Count how many lines below contain the string "ceiling", matching case exactly. Reply with the number alone.

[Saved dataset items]
□ □ □ □

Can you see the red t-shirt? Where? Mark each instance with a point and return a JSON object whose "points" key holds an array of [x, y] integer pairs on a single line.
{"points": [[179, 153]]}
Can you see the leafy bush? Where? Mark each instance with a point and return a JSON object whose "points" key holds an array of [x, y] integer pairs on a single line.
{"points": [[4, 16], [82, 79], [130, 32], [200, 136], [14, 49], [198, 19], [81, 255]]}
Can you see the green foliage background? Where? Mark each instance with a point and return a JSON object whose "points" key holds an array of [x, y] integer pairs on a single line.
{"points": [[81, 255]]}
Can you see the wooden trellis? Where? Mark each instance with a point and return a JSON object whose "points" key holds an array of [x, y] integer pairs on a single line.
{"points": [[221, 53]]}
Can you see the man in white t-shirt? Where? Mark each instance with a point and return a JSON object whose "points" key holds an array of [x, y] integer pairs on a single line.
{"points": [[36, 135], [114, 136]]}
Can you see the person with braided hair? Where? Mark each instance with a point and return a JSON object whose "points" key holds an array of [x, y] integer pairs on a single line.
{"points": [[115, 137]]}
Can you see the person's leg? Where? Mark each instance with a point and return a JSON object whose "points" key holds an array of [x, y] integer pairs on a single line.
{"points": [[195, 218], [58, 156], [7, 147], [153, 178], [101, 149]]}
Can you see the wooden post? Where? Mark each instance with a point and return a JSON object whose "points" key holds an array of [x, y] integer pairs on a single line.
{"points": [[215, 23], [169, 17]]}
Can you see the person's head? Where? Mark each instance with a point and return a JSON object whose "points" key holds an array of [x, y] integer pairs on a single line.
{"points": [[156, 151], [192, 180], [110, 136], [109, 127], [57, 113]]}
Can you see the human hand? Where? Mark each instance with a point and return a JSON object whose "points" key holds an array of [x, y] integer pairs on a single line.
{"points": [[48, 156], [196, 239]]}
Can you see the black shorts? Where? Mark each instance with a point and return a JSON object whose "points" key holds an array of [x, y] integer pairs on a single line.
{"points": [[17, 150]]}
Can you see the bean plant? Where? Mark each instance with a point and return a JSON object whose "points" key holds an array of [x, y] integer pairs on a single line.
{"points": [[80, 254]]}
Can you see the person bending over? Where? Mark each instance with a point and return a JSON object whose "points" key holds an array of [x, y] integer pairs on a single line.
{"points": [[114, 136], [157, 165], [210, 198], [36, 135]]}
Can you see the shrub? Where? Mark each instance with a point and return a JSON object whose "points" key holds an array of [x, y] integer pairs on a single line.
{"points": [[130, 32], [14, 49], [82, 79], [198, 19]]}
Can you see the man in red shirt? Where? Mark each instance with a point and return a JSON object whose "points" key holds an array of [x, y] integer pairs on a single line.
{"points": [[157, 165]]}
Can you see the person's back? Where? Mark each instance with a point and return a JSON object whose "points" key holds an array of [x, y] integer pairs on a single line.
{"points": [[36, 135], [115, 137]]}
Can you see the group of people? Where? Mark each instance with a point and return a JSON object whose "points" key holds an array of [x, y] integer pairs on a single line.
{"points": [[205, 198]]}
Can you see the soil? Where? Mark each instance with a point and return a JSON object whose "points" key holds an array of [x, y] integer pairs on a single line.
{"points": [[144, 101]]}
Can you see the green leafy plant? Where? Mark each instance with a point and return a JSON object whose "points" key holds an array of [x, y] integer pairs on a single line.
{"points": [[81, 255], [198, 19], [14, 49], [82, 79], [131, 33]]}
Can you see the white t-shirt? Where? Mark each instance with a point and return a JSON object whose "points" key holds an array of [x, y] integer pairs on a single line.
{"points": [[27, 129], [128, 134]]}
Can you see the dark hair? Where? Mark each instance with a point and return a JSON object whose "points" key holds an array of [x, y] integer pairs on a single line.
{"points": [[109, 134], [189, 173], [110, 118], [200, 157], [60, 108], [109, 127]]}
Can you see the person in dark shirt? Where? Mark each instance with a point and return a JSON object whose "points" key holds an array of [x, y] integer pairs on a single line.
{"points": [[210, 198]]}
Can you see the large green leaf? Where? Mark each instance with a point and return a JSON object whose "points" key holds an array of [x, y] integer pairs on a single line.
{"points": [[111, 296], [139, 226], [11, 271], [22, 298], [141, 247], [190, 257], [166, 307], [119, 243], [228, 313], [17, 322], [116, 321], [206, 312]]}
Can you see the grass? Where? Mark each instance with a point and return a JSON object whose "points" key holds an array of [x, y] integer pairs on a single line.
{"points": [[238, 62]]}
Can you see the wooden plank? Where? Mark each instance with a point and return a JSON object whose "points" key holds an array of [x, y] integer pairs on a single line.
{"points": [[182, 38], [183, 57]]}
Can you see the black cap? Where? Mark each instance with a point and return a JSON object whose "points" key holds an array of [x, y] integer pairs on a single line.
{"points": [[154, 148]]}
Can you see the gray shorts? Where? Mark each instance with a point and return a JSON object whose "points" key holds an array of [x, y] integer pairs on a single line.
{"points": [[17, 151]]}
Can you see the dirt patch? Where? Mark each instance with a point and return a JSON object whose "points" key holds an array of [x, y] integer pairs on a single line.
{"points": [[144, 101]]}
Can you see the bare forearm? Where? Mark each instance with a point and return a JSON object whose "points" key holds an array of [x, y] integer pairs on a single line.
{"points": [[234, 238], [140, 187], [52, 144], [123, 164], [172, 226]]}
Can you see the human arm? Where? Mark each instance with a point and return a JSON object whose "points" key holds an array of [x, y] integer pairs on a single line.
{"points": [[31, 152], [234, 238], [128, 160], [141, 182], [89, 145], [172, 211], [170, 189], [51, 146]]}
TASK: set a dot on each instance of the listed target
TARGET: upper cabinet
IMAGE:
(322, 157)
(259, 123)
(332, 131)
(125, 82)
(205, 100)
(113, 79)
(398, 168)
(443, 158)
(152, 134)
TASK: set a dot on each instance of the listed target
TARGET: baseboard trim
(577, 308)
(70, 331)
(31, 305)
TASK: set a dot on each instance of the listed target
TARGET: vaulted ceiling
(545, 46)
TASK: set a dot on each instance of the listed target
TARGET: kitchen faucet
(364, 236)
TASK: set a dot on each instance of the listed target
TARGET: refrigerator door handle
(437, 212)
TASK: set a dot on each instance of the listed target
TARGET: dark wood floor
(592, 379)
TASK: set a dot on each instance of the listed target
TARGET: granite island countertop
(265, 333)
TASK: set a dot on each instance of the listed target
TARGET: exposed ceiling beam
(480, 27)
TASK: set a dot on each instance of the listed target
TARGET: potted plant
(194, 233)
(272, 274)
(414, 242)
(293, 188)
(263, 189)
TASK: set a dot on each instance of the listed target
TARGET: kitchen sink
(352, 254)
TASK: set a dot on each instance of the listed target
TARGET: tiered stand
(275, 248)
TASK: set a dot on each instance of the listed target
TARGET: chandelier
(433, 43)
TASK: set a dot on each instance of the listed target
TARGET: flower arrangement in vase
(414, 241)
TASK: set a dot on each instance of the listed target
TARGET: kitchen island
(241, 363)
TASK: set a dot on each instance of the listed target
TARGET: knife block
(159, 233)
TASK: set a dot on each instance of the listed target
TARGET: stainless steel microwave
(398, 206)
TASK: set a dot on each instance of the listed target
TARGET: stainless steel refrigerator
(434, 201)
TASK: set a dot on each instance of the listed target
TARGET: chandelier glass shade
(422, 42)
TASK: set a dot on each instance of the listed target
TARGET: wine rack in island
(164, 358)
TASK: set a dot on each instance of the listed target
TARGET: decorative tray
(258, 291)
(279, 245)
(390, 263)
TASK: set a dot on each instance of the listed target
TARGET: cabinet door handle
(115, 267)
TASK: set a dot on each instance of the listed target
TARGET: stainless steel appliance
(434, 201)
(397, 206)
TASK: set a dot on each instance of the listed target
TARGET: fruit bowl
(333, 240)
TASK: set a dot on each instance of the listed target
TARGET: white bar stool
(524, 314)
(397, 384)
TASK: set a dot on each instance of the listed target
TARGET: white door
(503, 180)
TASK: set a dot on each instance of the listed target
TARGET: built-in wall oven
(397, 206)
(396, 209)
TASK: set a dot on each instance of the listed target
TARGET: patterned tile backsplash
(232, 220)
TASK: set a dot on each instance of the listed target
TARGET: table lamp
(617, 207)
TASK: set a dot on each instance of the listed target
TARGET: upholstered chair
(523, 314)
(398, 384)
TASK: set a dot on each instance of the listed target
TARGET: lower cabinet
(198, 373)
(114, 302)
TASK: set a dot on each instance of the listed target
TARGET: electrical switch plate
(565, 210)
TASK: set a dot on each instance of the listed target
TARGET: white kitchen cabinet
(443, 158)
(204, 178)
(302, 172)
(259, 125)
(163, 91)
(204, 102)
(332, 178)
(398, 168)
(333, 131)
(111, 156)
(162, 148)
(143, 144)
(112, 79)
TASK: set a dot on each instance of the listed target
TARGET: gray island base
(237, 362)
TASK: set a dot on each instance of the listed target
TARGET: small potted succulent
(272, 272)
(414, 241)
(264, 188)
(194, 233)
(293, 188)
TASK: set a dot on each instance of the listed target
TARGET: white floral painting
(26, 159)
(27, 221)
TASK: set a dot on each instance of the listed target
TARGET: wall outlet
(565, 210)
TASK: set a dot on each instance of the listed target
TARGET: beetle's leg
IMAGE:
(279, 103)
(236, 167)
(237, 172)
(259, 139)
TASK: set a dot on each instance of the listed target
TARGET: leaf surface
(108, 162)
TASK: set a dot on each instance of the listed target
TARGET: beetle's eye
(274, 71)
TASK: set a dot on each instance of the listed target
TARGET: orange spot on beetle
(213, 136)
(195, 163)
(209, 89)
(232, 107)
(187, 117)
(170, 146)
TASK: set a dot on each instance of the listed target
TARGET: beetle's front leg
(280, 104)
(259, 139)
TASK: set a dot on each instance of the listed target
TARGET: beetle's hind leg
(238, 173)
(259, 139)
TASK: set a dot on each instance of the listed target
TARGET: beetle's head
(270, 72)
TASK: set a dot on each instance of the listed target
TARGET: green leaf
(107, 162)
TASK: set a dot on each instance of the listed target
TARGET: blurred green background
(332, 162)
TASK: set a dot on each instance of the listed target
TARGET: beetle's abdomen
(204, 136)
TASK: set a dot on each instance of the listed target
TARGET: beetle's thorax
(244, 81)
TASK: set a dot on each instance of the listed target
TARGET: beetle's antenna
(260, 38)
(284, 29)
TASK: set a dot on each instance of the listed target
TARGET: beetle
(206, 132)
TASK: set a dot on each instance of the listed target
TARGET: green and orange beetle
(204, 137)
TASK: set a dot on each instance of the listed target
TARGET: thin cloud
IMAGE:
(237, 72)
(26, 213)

□ □ □ □

§ Task output
2